Starting at the line with "A single point marks each instance of the overcast", copy each line through the last one below exactly as written, without any pictures.

════════

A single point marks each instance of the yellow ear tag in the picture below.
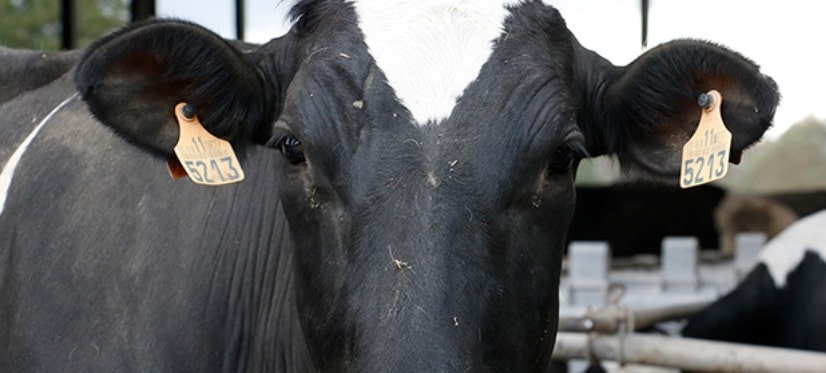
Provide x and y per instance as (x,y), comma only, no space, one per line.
(208,160)
(706,154)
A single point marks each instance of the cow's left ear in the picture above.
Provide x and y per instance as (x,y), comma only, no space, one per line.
(133,79)
(646,111)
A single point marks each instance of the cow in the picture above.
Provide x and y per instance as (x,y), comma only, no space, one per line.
(781,301)
(408,181)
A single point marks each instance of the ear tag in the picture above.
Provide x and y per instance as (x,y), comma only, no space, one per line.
(706,154)
(208,160)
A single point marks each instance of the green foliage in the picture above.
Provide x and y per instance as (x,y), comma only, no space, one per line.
(35,24)
(794,162)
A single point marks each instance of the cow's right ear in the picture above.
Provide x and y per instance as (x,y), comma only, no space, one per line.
(133,79)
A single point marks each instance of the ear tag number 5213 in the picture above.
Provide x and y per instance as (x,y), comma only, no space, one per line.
(207,160)
(706,154)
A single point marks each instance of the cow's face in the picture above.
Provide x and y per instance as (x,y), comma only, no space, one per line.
(431,241)
(429,157)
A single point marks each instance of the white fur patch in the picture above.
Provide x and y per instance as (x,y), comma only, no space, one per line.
(11,165)
(431,50)
(786,250)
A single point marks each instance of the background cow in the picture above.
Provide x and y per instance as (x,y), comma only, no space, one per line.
(781,301)
(423,154)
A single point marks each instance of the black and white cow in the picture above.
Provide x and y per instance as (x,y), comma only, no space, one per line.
(409,182)
(782,300)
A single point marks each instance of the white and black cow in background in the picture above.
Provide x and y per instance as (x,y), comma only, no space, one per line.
(409,182)
(782,301)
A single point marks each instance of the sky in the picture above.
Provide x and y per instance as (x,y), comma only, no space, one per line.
(786,38)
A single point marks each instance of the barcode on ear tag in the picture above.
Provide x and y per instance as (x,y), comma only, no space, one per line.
(706,154)
(208,160)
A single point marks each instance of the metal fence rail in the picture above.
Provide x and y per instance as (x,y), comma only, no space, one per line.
(685,353)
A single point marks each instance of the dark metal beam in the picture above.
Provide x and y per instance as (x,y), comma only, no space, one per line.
(239,19)
(644,4)
(68,22)
(142,9)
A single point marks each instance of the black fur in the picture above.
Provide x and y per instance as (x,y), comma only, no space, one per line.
(133,79)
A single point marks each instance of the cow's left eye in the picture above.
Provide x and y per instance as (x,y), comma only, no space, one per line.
(564,158)
(292,148)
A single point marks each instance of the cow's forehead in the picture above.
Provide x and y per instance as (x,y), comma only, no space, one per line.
(430,50)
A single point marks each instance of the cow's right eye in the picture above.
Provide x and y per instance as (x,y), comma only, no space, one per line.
(292,148)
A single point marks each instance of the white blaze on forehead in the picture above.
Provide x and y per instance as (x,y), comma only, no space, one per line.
(431,50)
(8,170)
(785,251)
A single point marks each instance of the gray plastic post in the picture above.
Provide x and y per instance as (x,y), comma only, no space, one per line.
(747,247)
(588,264)
(679,264)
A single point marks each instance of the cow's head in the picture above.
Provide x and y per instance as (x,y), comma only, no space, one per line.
(430,157)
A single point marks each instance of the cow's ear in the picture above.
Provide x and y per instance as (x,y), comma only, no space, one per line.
(133,79)
(646,111)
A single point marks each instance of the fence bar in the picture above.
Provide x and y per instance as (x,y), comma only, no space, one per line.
(609,319)
(686,353)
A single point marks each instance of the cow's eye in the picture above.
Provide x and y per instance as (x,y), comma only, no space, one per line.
(565,157)
(292,148)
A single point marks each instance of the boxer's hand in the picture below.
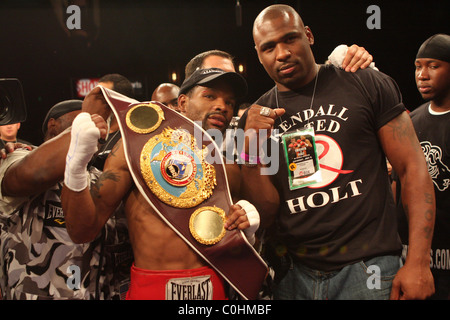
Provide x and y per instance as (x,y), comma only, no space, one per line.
(11,146)
(243,216)
(95,103)
(351,58)
(85,133)
(259,125)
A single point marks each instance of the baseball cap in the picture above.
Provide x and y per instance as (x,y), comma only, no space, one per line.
(60,109)
(205,76)
(435,47)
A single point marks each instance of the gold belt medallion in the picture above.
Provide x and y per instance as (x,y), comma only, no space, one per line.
(175,170)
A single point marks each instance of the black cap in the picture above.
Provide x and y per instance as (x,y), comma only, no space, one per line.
(60,109)
(435,47)
(204,76)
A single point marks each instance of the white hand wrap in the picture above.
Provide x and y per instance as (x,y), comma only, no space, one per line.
(83,145)
(337,57)
(253,219)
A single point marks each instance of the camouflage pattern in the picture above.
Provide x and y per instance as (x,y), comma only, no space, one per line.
(38,260)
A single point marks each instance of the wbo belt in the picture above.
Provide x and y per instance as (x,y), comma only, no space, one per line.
(168,162)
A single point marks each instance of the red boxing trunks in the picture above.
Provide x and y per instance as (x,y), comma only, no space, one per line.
(192,284)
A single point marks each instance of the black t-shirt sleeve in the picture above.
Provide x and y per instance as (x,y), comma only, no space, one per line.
(384,96)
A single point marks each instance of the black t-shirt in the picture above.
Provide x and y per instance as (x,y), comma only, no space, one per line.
(433,132)
(350,215)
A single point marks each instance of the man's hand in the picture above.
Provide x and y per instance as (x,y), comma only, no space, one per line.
(95,103)
(412,282)
(256,122)
(85,132)
(11,146)
(351,58)
(243,216)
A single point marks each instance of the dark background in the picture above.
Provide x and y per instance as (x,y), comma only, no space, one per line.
(148,40)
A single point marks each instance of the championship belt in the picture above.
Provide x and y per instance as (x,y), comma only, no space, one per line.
(168,165)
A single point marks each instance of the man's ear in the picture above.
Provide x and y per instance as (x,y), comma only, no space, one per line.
(183,100)
(309,35)
(51,124)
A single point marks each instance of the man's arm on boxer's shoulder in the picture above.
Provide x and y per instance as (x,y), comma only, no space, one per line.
(87,211)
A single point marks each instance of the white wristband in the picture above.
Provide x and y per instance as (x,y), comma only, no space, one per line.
(253,219)
(336,57)
(83,145)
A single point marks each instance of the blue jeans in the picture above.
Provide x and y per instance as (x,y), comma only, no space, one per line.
(366,280)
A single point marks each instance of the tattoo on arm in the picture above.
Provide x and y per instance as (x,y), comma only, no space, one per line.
(401,129)
(114,149)
(107,175)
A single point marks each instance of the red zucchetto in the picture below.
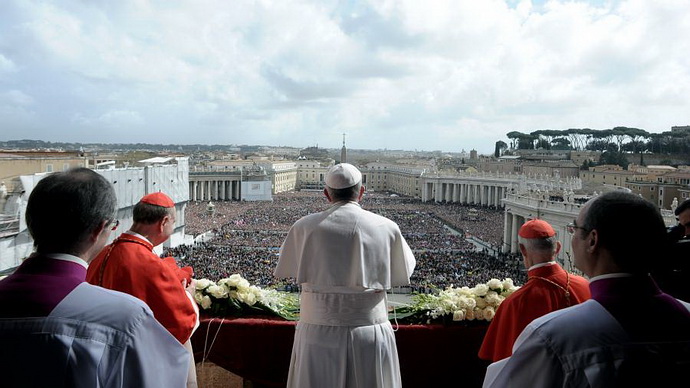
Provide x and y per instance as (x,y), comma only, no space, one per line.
(536,229)
(158,199)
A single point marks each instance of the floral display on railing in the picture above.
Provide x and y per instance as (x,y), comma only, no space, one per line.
(234,296)
(458,304)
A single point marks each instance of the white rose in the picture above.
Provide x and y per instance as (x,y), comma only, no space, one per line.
(217,291)
(493,299)
(202,283)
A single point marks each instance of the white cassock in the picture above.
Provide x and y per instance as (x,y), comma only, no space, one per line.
(345,258)
(93,338)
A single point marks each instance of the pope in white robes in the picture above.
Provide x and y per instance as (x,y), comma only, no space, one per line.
(345,258)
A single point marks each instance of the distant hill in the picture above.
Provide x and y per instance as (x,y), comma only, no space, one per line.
(69,146)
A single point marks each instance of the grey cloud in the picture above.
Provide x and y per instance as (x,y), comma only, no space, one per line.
(303,90)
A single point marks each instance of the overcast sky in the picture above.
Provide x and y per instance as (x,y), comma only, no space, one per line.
(417,74)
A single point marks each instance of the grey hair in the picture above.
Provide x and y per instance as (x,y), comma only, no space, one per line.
(66,207)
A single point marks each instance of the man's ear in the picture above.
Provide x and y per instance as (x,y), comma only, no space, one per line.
(96,232)
(592,240)
(161,223)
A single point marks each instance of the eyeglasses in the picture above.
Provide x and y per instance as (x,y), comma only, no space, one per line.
(571,227)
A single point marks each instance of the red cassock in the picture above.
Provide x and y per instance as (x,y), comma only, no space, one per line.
(129,265)
(539,296)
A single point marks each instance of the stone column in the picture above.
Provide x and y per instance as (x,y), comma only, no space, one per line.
(507,228)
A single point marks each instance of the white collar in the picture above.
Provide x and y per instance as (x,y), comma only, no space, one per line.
(137,235)
(67,257)
(611,276)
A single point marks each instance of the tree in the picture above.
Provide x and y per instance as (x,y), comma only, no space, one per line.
(561,143)
(514,137)
(501,147)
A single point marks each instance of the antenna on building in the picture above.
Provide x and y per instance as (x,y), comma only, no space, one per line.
(343,152)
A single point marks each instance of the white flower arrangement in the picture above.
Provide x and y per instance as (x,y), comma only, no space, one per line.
(236,296)
(460,304)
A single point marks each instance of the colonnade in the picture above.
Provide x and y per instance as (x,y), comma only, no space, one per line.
(471,192)
(213,188)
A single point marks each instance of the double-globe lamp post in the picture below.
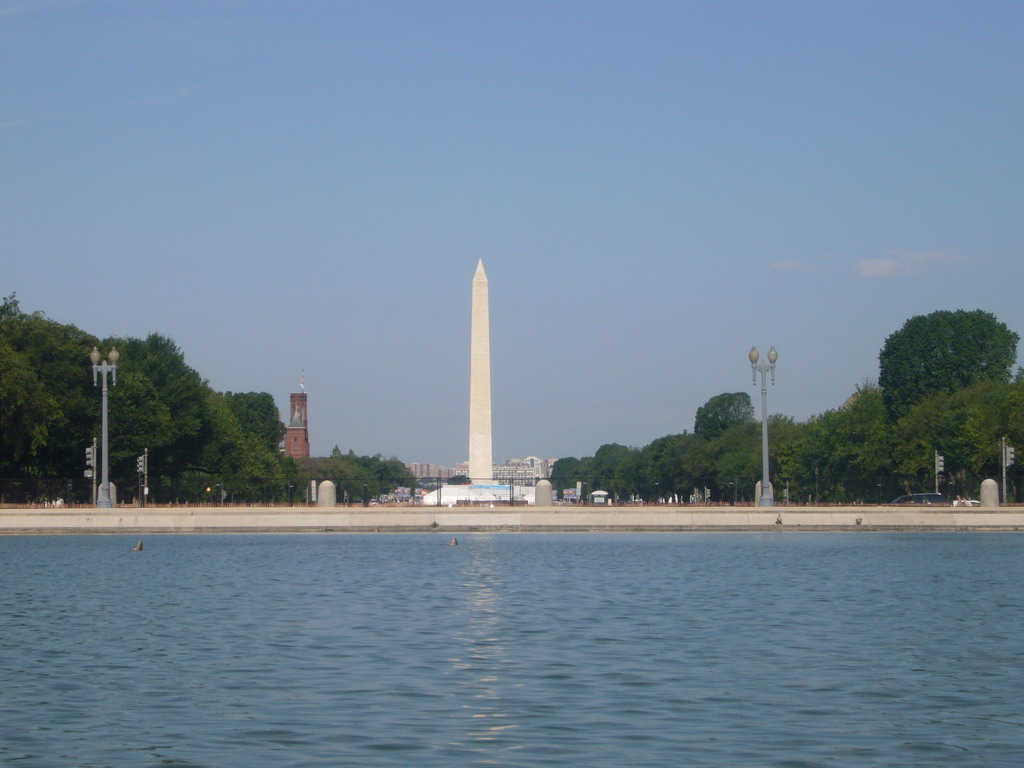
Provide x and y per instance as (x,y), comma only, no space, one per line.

════════

=== SOLUTION BELOW ===
A single point marks each instance of the overcast sky in the picture above.
Provide x and y per instance as (x,y), comma only, no space, one per line.
(417,74)
A single point marks each instance of the grey hair in the picture above.
Provide x and y per instance as (x,y), comma only, no space, one per line.
(66,207)
A single point marks each instance of the man's ear in the picture above.
Provide x and y per instance as (x,y), comma only, no space, one per line.
(96,232)
(592,240)
(161,223)
A single point marks each instance of the eyeglasses in the picture above.
Provide x and y per instance as (x,y), comma only, no space, one per line.
(571,227)
A single point marks each instance of the red cassock in the picture above.
Provide x and y per instance as (x,y), comma only, no space, one per line.
(129,265)
(539,296)
A single point marks each instance of the stone column in the picture above.
Provide x and y per instance as (x,y), comma only, no space, one per line.
(507,228)
A single point marks each instance of the white collar in the picture above.
Provide x and y per instance as (x,y), comma only, no space, one per line.
(137,235)
(67,257)
(611,276)
A single point marks each instance of the tree in the picture above.
Provide x and y per instance as (x,y), comma only, no space, one per line.
(561,143)
(514,137)
(501,147)
A single point marks each instance of the antenna on building in the picture above.
Provide x and y per instance as (x,y), comma only, no space, one per line.
(343,152)
A single point marks each instance of the white flower arrangement in the picture above.
Provide x and y per instance as (x,y), comma only, no space, one per line.
(236,296)
(460,304)
A single point marks each instance of the colonnade in the picture above.
Provide x and y per instance as (x,y), comma only, no space, one per line.
(471,192)
(213,188)
A single point marks each instance of the double-globe lamp post in the picture below.
Provide x and y per instance as (x,y), comma only, no space, one per line.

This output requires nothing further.